Material for this task:
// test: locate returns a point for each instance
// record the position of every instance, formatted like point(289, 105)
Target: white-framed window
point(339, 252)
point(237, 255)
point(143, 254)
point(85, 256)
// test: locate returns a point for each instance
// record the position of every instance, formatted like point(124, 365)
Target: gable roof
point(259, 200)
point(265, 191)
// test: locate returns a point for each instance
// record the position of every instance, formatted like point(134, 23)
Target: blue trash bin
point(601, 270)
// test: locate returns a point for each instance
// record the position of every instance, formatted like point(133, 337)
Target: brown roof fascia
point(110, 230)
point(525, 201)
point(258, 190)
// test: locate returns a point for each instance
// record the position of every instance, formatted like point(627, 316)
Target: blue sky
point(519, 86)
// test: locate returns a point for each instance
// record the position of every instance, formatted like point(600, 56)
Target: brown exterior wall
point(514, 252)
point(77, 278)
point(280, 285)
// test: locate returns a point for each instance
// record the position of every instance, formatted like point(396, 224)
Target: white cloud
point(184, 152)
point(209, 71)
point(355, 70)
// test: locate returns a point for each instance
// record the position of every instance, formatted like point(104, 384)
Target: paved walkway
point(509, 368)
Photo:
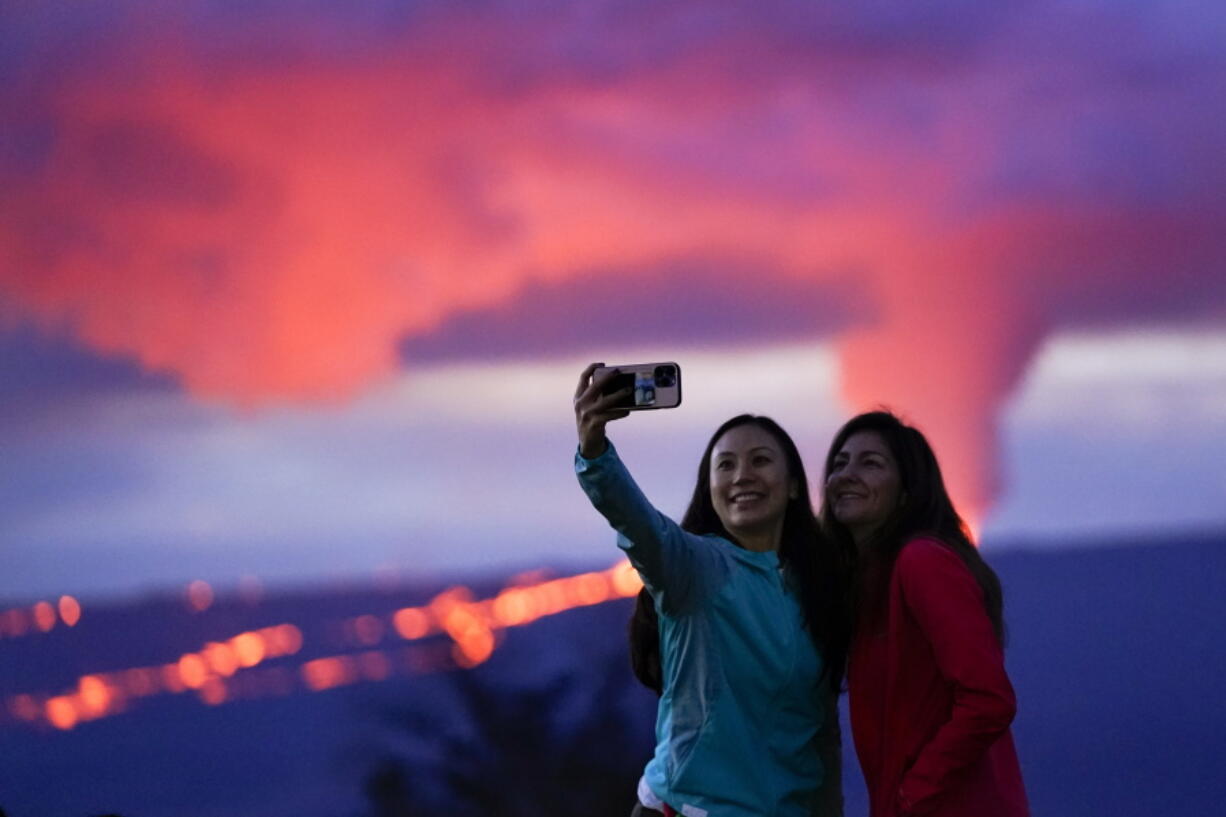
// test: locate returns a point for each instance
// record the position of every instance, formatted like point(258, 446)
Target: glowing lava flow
point(229, 669)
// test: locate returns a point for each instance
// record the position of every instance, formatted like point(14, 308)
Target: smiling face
point(750, 486)
point(863, 487)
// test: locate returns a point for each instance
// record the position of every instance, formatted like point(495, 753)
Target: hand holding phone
point(609, 393)
point(644, 385)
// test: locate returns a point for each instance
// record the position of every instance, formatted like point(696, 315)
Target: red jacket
point(931, 703)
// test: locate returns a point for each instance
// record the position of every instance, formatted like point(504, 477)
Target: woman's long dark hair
point(817, 564)
point(925, 509)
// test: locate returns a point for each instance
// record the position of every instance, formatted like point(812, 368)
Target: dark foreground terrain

Exercise: Give back the entries, starting with the first line and going on through the line with "point(85, 256)", with "white-framed window" switched to "arched window" and nothing else changed. Include only those lines.

The output:
// test: locate returns a point for each instance
// record the position of every instance, formatted like point(289, 105)
Target: arched window
point(339, 252)
point(237, 255)
point(143, 254)
point(85, 256)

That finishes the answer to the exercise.